== JOB 1 ==
The forum message about rewriting BinaryTree reports what happened after the change. List each result it describes.
== JOB 2 ==
According to the forum message about rewriting BinaryTree, why might most use cases not see the same drop in memory requirements?
== JOB 3 ==
Proceed with the forum message about rewriting BinaryTree, starting after its final line.

--- SELECTED EXCERPT ---

Michael Zalewski, you are a holy cleric.
(I hope I'm not jumping the gun too much there :)
Michael Zalewski wrote:
>When I wrote this comment, I thought after I posted -- This is
ridiculous.
>No sane person is going to try to rewrite BinaryTree like I suggested.
Such
>a change must surely destroy every other dependant structure, which
includes
>the file structure itself. Only a raving lunatic would actually spend
time
>on this.
>
>So I tried :)
>
>Result was memory requirements decreased by about 1/3. (My file
consists of
>only Strings, and the strings are short. I suspect most use cases would
not
>see such an improvement in memory requirements).
>
>However, time to load my 65,000 unique string workbook decreased by a
factor
>of of almost 10 (from over 5 minutes to about 30 sec). The strange
>phenomenon with the CPU going idle happened briefly for less than 3
sec, and
>only one time.
>
>Here is part of the code (to make my idea more clear)

--- ROWS ---

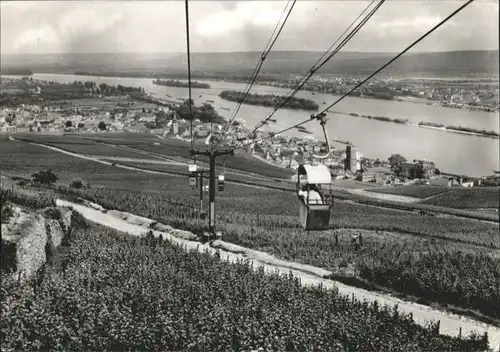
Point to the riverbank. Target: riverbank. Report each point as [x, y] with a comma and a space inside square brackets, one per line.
[358, 131]
[181, 84]
[459, 129]
[424, 124]
[270, 100]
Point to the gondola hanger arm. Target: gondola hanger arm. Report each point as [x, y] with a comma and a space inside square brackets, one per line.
[322, 120]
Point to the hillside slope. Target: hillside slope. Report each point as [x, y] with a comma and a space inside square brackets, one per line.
[442, 64]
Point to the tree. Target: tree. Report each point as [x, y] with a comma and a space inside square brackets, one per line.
[396, 161]
[45, 177]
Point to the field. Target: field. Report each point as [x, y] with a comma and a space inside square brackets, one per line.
[80, 145]
[90, 144]
[468, 198]
[411, 191]
[399, 247]
[109, 291]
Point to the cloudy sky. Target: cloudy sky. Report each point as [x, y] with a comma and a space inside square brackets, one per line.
[159, 26]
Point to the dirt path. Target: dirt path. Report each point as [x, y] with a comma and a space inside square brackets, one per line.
[309, 275]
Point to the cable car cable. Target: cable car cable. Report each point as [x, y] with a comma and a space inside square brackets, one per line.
[373, 74]
[189, 77]
[315, 67]
[267, 49]
[397, 56]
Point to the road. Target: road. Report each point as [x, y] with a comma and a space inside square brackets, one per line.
[450, 324]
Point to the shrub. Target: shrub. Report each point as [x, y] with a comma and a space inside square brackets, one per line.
[6, 212]
[77, 183]
[45, 177]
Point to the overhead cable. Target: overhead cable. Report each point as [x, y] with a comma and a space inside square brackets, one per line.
[266, 51]
[318, 65]
[315, 116]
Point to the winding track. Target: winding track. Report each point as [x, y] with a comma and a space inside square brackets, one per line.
[241, 183]
[450, 324]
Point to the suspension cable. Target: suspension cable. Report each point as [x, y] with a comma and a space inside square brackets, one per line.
[313, 116]
[189, 77]
[267, 49]
[317, 65]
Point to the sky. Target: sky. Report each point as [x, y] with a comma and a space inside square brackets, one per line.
[225, 26]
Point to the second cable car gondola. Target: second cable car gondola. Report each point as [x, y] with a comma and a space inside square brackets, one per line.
[314, 189]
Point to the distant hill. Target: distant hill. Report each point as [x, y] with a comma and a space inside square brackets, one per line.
[439, 64]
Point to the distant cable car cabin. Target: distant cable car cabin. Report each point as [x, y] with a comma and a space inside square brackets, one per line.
[314, 189]
[313, 182]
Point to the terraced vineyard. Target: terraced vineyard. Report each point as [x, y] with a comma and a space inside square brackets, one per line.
[267, 220]
[468, 198]
[411, 191]
[111, 291]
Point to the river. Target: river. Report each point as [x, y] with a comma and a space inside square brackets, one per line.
[453, 153]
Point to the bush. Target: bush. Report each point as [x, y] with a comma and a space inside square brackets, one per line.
[6, 212]
[77, 183]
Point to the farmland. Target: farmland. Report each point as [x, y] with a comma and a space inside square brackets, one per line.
[411, 191]
[146, 143]
[267, 220]
[468, 198]
[117, 292]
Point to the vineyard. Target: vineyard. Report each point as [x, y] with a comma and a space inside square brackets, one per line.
[109, 291]
[397, 245]
[166, 147]
[411, 191]
[468, 198]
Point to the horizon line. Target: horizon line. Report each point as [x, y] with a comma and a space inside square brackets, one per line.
[233, 52]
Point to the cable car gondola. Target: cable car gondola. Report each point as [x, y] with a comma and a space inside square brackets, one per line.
[314, 190]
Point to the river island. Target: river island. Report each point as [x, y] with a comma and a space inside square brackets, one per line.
[270, 100]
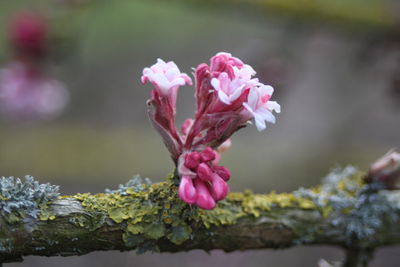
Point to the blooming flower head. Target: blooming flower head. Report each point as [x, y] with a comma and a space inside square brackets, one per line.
[165, 77]
[227, 97]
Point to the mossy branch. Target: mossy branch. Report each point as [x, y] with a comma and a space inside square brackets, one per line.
[342, 211]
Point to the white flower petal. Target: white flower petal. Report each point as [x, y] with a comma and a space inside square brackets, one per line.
[273, 105]
[223, 97]
[216, 84]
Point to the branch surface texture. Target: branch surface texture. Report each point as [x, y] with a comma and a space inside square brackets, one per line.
[343, 211]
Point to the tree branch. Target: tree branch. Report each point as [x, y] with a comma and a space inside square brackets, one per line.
[343, 211]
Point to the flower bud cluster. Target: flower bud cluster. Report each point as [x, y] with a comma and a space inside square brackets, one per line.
[227, 98]
[203, 181]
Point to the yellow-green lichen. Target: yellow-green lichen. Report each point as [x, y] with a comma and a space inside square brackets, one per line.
[148, 213]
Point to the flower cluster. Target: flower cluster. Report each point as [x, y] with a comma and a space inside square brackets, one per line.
[227, 98]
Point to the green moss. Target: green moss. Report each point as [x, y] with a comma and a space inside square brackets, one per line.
[153, 212]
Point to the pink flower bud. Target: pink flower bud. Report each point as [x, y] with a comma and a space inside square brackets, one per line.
[192, 160]
[187, 124]
[28, 34]
[208, 154]
[204, 172]
[219, 188]
[204, 198]
[223, 172]
[225, 146]
[186, 190]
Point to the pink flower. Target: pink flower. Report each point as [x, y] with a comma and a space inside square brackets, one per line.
[28, 34]
[203, 182]
[26, 92]
[227, 97]
[259, 106]
[165, 77]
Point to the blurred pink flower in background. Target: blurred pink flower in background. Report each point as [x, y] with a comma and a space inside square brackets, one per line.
[26, 91]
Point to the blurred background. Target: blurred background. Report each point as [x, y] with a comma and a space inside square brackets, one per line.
[335, 66]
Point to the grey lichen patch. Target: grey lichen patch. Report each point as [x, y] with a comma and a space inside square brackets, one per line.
[21, 198]
[350, 205]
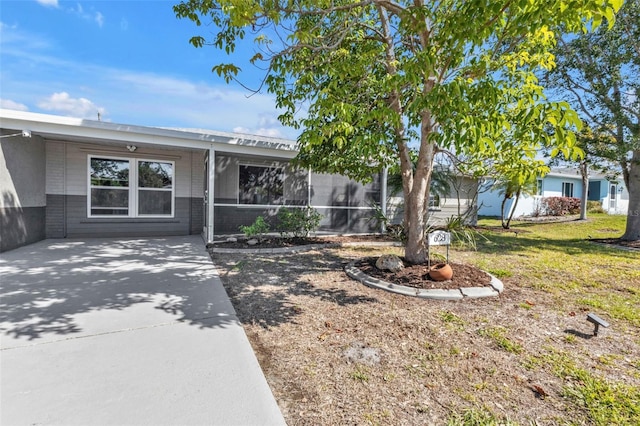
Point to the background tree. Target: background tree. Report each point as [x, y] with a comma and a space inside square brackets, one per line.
[599, 73]
[380, 76]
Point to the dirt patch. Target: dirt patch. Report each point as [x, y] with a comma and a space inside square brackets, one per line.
[417, 276]
[335, 351]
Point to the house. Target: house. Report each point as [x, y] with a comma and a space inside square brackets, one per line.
[612, 195]
[65, 177]
[459, 199]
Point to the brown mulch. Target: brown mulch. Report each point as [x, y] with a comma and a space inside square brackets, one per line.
[417, 276]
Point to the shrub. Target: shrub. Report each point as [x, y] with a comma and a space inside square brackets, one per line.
[595, 207]
[298, 222]
[257, 229]
[560, 206]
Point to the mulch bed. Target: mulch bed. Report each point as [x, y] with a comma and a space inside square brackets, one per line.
[280, 242]
[416, 276]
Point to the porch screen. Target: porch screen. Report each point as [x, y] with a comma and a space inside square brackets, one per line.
[260, 185]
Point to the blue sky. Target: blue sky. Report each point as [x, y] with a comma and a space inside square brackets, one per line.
[128, 60]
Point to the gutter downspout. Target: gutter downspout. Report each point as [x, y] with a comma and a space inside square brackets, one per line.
[210, 194]
[383, 197]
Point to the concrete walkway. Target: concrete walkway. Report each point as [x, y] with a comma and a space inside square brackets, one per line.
[124, 332]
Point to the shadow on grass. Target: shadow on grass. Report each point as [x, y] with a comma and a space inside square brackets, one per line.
[264, 289]
[504, 243]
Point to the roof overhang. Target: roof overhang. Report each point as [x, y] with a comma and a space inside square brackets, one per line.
[54, 127]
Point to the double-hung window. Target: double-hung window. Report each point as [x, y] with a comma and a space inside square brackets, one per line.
[567, 189]
[129, 187]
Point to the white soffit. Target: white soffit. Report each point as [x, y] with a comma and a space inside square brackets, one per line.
[77, 129]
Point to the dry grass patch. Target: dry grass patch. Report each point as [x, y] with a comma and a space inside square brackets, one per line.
[337, 352]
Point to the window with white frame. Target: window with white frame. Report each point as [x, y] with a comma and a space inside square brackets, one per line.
[434, 201]
[567, 189]
[260, 185]
[129, 187]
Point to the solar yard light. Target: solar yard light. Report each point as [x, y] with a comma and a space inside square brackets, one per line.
[597, 322]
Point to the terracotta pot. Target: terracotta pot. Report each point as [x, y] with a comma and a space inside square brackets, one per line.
[441, 272]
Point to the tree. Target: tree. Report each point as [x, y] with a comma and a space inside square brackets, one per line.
[600, 74]
[379, 76]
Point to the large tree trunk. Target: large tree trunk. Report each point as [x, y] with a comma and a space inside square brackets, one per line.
[513, 209]
[415, 250]
[632, 181]
[584, 171]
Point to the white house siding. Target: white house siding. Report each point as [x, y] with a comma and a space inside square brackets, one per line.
[490, 201]
[22, 197]
[67, 189]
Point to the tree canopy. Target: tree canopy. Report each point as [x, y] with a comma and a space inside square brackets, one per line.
[599, 73]
[377, 78]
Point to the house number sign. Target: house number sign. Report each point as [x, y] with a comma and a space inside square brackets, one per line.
[439, 238]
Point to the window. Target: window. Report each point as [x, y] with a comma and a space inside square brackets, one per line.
[155, 188]
[539, 187]
[125, 187]
[109, 187]
[260, 185]
[567, 189]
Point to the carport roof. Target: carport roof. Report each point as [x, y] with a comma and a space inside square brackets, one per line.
[94, 131]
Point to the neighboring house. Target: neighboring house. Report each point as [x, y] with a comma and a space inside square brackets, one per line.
[461, 200]
[64, 177]
[558, 183]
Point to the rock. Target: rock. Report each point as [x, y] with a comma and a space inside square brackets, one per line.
[389, 262]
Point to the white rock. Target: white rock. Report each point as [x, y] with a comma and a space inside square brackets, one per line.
[389, 262]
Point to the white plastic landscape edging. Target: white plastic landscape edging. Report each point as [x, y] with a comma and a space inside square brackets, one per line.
[496, 287]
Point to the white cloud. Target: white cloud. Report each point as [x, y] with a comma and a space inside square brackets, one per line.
[99, 19]
[48, 3]
[9, 104]
[34, 76]
[62, 103]
[79, 11]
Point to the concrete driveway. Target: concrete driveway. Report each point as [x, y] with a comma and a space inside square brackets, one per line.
[124, 332]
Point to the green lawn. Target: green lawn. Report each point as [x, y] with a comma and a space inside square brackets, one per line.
[559, 259]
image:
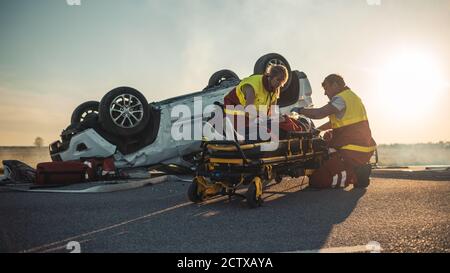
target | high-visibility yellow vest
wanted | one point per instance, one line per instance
(355, 112)
(263, 97)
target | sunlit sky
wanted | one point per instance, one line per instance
(53, 56)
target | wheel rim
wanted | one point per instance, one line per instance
(126, 111)
(275, 62)
(86, 113)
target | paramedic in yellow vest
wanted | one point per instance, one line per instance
(348, 134)
(257, 90)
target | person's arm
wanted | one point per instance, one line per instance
(249, 94)
(318, 113)
(325, 127)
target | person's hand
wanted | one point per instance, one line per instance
(297, 109)
(328, 135)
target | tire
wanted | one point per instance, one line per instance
(263, 63)
(124, 111)
(83, 110)
(192, 193)
(252, 200)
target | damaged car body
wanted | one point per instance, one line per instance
(123, 125)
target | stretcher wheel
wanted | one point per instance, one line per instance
(278, 178)
(193, 193)
(253, 201)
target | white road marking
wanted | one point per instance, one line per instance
(372, 247)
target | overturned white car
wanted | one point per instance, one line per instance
(123, 125)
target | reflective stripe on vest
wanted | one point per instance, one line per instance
(263, 97)
(354, 110)
(358, 148)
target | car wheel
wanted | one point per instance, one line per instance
(264, 62)
(124, 111)
(221, 76)
(83, 110)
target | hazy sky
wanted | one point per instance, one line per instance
(53, 56)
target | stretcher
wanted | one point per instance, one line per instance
(225, 166)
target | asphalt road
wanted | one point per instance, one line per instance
(402, 215)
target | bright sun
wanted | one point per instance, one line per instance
(410, 84)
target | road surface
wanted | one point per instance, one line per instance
(402, 214)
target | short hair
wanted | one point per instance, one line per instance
(334, 78)
(278, 71)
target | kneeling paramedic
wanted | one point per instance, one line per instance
(348, 134)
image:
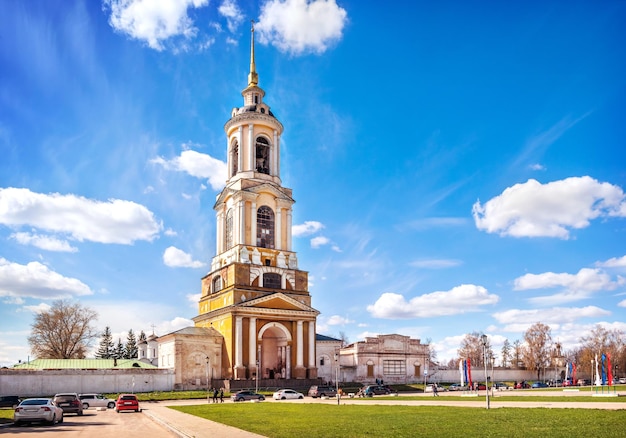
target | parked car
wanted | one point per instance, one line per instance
(33, 410)
(247, 395)
(287, 394)
(457, 387)
(69, 402)
(96, 401)
(322, 391)
(127, 402)
(9, 401)
(371, 390)
(501, 386)
(430, 388)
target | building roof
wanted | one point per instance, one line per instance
(82, 364)
(319, 337)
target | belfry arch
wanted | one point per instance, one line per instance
(274, 340)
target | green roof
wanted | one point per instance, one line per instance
(82, 364)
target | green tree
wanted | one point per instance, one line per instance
(105, 350)
(130, 350)
(65, 331)
(119, 351)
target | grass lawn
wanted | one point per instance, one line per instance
(278, 420)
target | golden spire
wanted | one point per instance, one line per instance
(253, 77)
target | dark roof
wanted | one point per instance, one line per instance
(319, 337)
(82, 364)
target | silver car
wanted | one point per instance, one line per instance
(33, 410)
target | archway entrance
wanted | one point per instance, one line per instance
(275, 341)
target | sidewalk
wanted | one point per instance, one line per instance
(188, 426)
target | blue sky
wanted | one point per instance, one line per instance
(457, 168)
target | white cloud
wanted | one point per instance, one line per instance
(232, 13)
(576, 286)
(153, 21)
(39, 308)
(198, 165)
(466, 298)
(301, 26)
(318, 241)
(307, 228)
(519, 320)
(114, 221)
(436, 263)
(338, 320)
(176, 258)
(37, 281)
(48, 243)
(615, 262)
(533, 209)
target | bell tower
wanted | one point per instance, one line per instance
(255, 295)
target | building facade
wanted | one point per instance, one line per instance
(255, 295)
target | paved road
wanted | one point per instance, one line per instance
(94, 423)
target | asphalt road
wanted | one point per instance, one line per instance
(94, 423)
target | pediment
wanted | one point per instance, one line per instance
(278, 301)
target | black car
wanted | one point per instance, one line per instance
(247, 395)
(69, 402)
(9, 401)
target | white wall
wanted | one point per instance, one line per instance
(32, 383)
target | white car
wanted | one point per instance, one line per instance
(37, 410)
(287, 394)
(96, 401)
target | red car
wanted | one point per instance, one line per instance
(127, 402)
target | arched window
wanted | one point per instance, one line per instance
(265, 227)
(271, 280)
(217, 284)
(228, 232)
(234, 158)
(262, 155)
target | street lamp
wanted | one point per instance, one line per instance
(485, 342)
(337, 378)
(208, 365)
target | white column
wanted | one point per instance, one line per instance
(278, 244)
(311, 344)
(299, 349)
(251, 152)
(241, 148)
(253, 223)
(289, 219)
(238, 342)
(220, 231)
(252, 344)
(242, 222)
(275, 154)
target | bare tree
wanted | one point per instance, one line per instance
(472, 349)
(105, 350)
(537, 350)
(64, 332)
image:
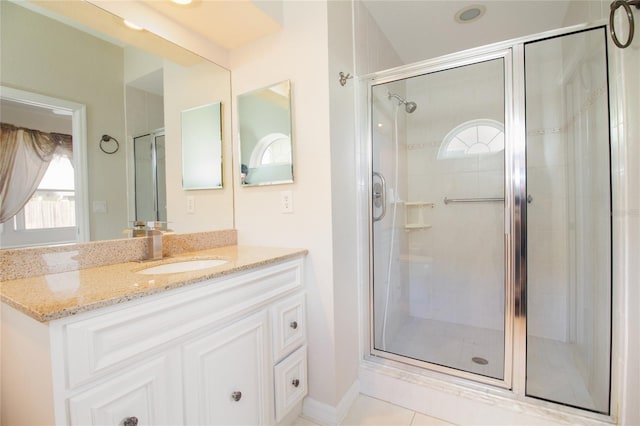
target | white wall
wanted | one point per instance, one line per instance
(373, 52)
(344, 195)
(298, 53)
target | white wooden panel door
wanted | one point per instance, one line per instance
(227, 375)
(147, 395)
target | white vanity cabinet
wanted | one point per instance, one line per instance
(228, 351)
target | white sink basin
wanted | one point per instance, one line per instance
(185, 266)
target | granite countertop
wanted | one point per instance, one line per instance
(58, 295)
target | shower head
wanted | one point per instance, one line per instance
(408, 106)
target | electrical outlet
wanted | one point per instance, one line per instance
(191, 205)
(286, 202)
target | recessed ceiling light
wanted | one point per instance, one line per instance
(470, 14)
(132, 25)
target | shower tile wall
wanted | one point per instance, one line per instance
(436, 293)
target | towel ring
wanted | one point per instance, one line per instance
(107, 138)
(626, 5)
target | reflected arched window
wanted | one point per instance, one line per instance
(475, 137)
(273, 149)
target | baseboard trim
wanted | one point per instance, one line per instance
(326, 414)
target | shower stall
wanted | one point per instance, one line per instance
(490, 217)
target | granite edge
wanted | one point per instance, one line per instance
(67, 312)
(34, 261)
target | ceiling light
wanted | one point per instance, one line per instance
(470, 14)
(132, 25)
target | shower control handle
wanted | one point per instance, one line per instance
(379, 196)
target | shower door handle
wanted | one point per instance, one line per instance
(379, 196)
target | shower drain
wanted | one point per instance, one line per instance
(479, 360)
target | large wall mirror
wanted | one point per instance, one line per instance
(133, 86)
(264, 118)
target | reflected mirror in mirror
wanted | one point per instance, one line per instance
(131, 83)
(150, 177)
(264, 117)
(202, 147)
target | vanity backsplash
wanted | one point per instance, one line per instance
(29, 262)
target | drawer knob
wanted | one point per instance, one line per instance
(130, 421)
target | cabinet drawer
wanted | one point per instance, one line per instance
(290, 377)
(102, 341)
(289, 326)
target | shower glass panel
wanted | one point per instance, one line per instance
(438, 231)
(150, 177)
(568, 220)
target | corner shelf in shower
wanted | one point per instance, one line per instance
(414, 215)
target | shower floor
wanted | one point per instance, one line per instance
(551, 375)
(451, 345)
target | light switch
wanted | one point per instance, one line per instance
(99, 206)
(191, 205)
(286, 202)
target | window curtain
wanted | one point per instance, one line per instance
(25, 155)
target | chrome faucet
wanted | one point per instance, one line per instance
(155, 240)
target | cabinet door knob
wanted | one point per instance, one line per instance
(130, 421)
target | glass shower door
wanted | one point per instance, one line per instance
(568, 220)
(438, 228)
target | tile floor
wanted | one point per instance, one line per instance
(552, 372)
(367, 411)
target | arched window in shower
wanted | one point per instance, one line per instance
(474, 137)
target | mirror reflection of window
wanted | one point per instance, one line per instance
(265, 135)
(273, 149)
(37, 157)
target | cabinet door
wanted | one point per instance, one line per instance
(227, 375)
(148, 394)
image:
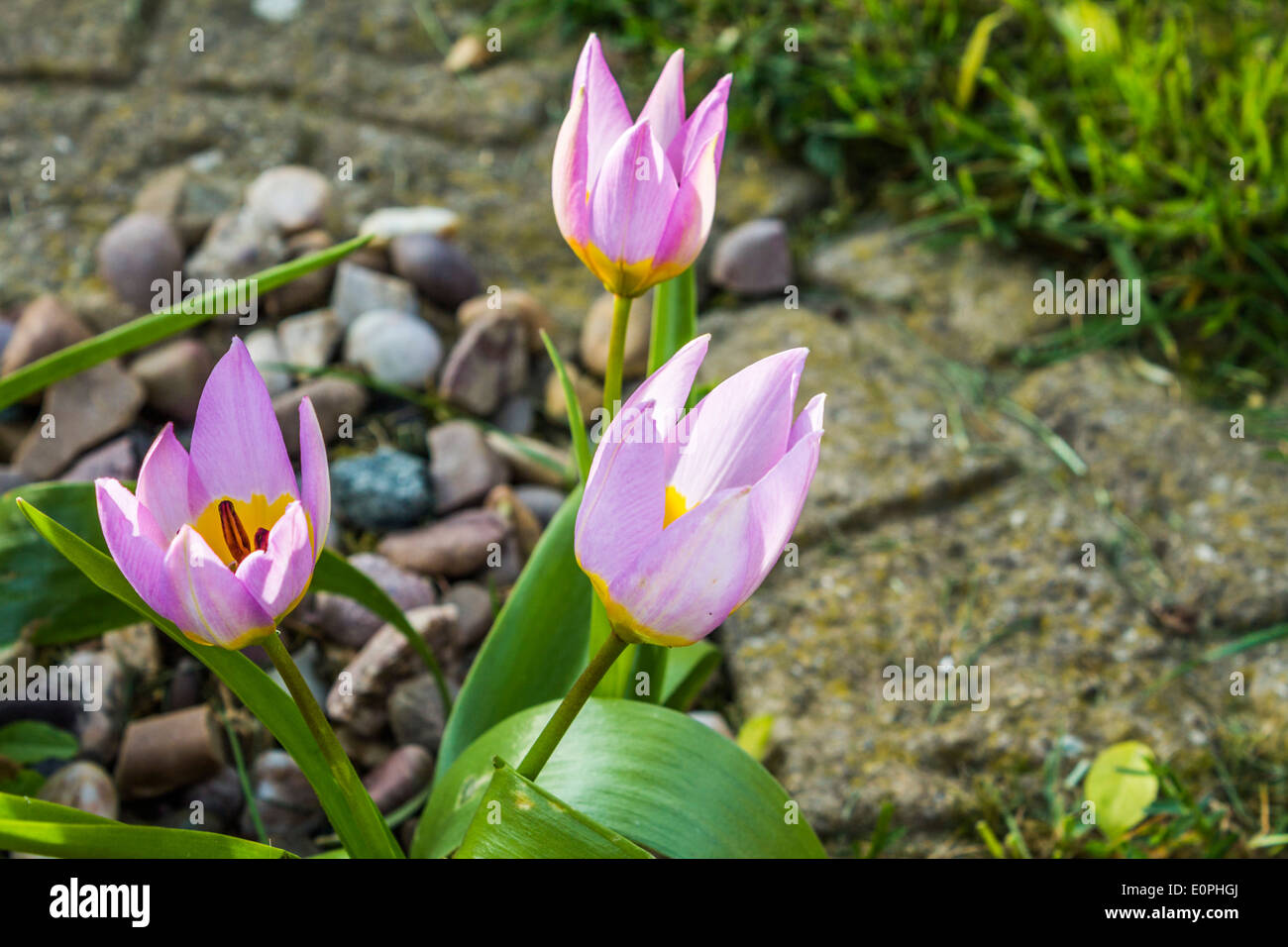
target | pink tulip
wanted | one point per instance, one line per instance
(635, 200)
(222, 541)
(683, 518)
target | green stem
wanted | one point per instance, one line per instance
(616, 354)
(331, 750)
(571, 705)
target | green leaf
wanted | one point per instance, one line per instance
(516, 818)
(687, 671)
(47, 598)
(653, 775)
(147, 330)
(33, 741)
(576, 423)
(261, 694)
(675, 318)
(46, 828)
(537, 644)
(334, 574)
(1122, 787)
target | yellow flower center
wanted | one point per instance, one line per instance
(235, 528)
(675, 506)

---

== EXPECTED ANSWER 1 ==
- Memory requirements decreased by about 1/3.
- The time to load the 65,000 unique string workbook decreased by a factor of almost 10, from over 5 minutes to about 30 sec.
- The CPU going idle happened briefly, for less than 3 sec, and only one time.

== EXPECTED ANSWER 2 ==
The file in question consists only of strings, and those strings are short. Because of this, most use cases would probably not see such a large improvement in memory requirements.

== EXPECTED ANSWER 3 ==
>
> private static final class Node
> implements Map.Entry
> {
> private Comparable _dataKey; // instead of Comparable[] _data
> private Comparable _dataData;
> private Node _leftKey; // instead of Node[] _left
> private Node _leftData;
> private Node _rightKey; // instead of Node[] _right
> private Node _rightData;
> private Node _parentKey; // instead of Node[] _parent
> private Node _parentData;
> private boolean _blackKey; // instead of Boolean[] _black
> private boolean _blackData;
> private int _hashcode;
> private boolean _calculated_hashcode;
>
> /**
> * Make a new cell with given key and value, and with null
> * links, and black (true) colors.
> *
> * @param key
> * @param value
> */
>
> Node(final Comparable key, final Comparable value)
> {
> _dataKey = key; // much shorter ctor
> _dataData = value; // does not create any arrays
> }
>
>I'll put this into Bugzilla soon to start the discussion. But I should
point
>out that I have run practically no tests. Gotta find the tests first.
>
>Are there any tests?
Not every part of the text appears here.